DATASET EXTRACT Start Marker

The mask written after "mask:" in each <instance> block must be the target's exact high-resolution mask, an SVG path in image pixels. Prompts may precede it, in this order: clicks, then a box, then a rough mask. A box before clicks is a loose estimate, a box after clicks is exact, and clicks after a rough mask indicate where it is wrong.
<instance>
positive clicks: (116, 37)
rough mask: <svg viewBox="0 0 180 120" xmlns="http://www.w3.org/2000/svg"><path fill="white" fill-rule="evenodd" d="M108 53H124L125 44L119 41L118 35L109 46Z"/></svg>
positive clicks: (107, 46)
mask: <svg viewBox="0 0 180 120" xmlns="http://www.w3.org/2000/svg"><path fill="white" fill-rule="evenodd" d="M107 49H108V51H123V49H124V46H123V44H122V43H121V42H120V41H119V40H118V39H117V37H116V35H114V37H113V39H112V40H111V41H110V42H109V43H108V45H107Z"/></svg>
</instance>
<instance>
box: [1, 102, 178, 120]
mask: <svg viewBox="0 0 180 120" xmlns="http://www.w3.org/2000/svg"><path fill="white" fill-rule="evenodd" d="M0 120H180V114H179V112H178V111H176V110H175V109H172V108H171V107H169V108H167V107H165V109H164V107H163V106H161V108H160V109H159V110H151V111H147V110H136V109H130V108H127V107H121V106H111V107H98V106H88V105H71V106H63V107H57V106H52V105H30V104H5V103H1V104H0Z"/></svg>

DATASET EXTRACT End Marker

WORK REQUIRED -
Show every line above in which the word "instance" appears.

SOLUTION TO THIS TASK -
The mask written after "mask:" in each <instance> block must be the target's exact high-resolution mask, an SVG path in image pixels. Prompts may precede it, in this order: clicks, then a box, then a rough mask. A box before clicks is a loose estimate, a box after clicks is exact, and clicks after a rough mask indicate where it is wrong.
<instance>
</instance>
<instance>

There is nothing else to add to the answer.